**ACTIVITY**
What you return must be exactly the lines running from the one with "of the false" to the end of the data below, inclusive, and nothing more.

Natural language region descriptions

((

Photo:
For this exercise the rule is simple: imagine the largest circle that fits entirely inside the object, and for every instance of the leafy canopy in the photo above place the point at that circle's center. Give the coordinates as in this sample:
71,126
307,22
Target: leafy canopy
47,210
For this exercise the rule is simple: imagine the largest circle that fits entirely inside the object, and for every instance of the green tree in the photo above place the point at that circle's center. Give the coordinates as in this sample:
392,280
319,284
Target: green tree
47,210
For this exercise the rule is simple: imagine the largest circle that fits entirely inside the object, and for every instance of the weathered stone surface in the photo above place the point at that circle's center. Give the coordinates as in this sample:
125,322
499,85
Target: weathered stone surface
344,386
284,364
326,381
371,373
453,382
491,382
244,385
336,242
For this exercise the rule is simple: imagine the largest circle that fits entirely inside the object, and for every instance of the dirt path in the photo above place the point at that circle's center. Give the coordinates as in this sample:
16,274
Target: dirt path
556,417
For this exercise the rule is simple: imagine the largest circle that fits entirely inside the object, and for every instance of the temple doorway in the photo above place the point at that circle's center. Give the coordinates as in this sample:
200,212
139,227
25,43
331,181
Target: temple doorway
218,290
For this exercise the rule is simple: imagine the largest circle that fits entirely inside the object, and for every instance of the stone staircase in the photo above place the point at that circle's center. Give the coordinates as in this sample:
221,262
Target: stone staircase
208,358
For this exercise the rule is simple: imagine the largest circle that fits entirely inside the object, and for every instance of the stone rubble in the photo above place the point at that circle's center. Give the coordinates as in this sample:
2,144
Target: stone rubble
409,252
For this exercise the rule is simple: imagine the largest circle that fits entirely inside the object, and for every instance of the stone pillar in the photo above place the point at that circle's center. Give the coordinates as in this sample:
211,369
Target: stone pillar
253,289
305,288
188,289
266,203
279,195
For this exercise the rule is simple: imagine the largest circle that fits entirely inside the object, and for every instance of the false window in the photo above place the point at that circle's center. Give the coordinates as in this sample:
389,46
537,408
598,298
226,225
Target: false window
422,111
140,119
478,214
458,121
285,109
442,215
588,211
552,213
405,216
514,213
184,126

))

**RESPONSE BOX**
For this exercise the rule is simple: imagine the largest circle that fits entirely inside the object, and for every instance of the false window in the photo above place the point at that circle's center. Give the coordinates as in this sample:
389,46
537,408
598,298
226,225
Target: false window
422,111
140,119
478,214
458,121
285,109
442,215
588,211
552,213
405,216
514,213
184,126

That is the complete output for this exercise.